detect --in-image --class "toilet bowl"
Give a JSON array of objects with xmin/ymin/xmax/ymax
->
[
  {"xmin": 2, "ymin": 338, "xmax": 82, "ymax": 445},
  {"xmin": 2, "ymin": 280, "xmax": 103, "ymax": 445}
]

## THE PROBLEM:
Rewrite the entries with "toilet bowl" changed to "bathtub" and everything else kept the same.

## ANSWER BELOW:
detect --in-image --class "bathtub"
Give a JSON array of objects with xmin/ymin/xmax/ymax
->
[
  {"xmin": 2, "ymin": 338, "xmax": 82, "ymax": 445},
  {"xmin": 2, "ymin": 280, "xmax": 103, "ymax": 445}
]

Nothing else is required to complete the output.